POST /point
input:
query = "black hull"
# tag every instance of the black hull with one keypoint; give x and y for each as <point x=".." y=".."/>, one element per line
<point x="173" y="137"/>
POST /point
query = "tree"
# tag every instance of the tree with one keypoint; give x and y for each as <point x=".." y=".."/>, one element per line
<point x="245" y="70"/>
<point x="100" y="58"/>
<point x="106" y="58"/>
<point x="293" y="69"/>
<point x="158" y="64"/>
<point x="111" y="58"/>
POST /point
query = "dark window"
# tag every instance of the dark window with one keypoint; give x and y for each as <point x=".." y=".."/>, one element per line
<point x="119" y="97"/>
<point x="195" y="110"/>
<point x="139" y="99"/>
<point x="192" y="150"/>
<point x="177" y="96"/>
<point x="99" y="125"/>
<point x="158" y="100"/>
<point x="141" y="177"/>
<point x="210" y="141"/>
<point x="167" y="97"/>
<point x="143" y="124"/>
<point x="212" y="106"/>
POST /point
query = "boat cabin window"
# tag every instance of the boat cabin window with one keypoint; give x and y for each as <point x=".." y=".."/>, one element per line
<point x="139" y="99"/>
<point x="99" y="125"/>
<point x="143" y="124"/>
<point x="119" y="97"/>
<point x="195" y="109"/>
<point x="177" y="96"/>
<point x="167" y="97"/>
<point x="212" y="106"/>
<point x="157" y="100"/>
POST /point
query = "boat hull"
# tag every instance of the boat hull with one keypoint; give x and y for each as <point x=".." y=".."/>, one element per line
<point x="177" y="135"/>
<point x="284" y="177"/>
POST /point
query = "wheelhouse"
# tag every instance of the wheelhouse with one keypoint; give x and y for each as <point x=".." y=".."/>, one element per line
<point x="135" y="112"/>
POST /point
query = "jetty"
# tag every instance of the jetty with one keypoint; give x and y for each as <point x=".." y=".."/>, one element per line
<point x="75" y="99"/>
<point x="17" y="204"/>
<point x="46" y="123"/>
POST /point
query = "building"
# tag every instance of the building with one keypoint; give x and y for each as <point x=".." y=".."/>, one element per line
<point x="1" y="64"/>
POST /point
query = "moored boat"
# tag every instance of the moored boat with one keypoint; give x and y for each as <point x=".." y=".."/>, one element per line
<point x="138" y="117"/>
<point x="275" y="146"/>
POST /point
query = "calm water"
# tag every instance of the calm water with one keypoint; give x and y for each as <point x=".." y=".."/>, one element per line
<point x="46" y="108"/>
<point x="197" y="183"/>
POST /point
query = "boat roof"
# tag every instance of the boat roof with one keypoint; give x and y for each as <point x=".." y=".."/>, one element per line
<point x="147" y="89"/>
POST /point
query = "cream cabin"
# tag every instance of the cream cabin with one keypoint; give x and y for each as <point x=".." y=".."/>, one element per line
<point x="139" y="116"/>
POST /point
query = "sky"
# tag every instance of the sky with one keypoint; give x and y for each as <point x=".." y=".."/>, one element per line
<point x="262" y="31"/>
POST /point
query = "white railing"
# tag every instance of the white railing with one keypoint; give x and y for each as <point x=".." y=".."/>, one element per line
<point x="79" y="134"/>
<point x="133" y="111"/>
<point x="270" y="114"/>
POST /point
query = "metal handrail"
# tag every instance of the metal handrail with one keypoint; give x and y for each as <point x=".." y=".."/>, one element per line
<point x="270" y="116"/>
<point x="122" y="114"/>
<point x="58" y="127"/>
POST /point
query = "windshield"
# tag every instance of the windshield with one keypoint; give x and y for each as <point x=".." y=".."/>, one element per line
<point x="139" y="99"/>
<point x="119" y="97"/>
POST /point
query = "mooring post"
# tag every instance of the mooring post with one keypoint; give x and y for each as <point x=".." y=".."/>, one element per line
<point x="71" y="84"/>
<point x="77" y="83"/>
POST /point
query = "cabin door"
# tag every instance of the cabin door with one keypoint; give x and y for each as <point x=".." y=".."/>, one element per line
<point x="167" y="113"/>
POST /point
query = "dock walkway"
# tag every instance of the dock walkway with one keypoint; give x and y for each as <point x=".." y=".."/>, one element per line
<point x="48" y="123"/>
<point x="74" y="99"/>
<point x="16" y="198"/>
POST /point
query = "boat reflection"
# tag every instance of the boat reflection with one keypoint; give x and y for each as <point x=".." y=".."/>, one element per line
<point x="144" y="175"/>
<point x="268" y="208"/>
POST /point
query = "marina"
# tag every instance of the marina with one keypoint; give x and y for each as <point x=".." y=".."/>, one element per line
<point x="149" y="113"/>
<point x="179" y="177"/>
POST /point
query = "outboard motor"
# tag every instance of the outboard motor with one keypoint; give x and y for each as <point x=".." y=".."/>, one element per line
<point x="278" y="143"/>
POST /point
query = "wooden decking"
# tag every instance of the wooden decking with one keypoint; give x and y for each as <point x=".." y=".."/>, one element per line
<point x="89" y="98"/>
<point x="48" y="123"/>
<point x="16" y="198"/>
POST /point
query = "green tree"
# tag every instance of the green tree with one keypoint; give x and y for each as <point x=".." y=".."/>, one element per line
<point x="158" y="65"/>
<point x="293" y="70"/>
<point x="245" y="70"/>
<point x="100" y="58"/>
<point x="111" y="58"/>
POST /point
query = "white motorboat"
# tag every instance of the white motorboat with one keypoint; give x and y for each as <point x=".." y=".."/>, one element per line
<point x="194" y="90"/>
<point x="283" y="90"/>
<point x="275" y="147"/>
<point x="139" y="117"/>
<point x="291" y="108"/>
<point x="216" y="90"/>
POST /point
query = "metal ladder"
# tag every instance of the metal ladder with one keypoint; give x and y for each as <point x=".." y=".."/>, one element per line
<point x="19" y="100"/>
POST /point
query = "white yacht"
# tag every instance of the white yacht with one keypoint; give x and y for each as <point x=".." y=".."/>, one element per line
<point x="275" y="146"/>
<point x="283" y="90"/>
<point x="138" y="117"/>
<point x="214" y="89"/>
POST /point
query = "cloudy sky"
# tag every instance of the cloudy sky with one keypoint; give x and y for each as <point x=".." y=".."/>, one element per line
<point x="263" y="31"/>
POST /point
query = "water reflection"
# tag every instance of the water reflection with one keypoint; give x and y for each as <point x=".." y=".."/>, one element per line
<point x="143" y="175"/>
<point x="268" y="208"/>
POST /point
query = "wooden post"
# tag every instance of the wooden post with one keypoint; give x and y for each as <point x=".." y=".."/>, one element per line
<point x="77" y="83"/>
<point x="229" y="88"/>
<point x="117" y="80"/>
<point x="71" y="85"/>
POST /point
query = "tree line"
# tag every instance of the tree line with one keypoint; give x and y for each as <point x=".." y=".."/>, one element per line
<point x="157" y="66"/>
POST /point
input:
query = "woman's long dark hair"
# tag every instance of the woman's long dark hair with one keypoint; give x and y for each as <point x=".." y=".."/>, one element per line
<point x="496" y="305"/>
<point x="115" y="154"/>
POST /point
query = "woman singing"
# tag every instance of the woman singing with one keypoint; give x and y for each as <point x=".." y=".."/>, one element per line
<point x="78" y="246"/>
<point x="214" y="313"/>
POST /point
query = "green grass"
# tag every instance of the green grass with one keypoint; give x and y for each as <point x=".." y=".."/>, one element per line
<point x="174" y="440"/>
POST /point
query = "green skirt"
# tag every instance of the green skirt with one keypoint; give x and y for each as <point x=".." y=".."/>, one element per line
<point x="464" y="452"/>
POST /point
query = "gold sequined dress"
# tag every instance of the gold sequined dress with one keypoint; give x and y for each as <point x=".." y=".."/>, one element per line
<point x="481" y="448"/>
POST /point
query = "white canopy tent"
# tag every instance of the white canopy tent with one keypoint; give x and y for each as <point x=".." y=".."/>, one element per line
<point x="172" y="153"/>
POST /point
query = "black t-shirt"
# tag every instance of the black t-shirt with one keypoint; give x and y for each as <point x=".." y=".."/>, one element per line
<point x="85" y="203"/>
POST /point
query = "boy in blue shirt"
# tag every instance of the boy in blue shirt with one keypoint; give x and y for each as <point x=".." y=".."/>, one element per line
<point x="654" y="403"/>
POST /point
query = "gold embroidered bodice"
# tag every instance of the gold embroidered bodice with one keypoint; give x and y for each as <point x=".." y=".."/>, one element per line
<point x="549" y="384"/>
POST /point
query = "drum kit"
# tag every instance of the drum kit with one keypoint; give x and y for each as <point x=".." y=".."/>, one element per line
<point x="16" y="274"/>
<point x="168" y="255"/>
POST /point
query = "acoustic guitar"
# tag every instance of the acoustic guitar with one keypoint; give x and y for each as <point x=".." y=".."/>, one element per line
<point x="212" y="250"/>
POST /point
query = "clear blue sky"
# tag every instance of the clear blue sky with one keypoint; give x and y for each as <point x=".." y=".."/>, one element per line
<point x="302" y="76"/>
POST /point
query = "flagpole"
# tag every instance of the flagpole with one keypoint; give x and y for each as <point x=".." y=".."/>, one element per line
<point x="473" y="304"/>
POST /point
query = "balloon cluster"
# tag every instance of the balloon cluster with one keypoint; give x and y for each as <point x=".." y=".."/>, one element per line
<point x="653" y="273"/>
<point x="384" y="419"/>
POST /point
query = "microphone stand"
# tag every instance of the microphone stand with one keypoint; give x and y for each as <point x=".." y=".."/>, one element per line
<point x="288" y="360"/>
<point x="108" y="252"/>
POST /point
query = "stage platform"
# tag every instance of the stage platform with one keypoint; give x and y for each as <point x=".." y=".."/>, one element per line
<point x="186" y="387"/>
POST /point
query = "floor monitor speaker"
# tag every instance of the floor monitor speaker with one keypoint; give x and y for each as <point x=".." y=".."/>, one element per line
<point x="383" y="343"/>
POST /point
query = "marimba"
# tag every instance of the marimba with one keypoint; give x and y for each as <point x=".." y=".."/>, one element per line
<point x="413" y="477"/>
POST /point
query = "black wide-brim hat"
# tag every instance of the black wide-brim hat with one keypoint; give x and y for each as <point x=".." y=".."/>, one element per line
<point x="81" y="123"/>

* **What you should do**:
Nothing should appear in the answer except the lines from the one containing "# tag every instance of the microphone" to the end of the data above, reproduced exactly.

* **Response to the task**:
# tag every instance of the microphone stand with one keypoint; give x and y for each as <point x=".." y=".."/>, one element per line
<point x="288" y="360"/>
<point x="108" y="252"/>
POST /point
query = "stage platform"
# tag every instance of the stage platform with one keypoint; give x and y for each as <point x=".." y=".."/>, one element per line
<point x="186" y="387"/>
POST /point
query = "floor monitor speaker"
# tag every instance of the floor monitor speaker with one keypoint; give x and y for each as <point x=".." y=".."/>, one element per line
<point x="383" y="343"/>
POST /point
query = "marimba"
# tag every instance of the marimba with one keypoint; give x and y for each as <point x=".." y=".."/>, one element per line
<point x="413" y="477"/>
POST /point
query = "black wide-brim hat"
# tag every instance of the black wide-brim hat with one keypoint; give x and y for each as <point x=".." y=".."/>, one element per line
<point x="81" y="123"/>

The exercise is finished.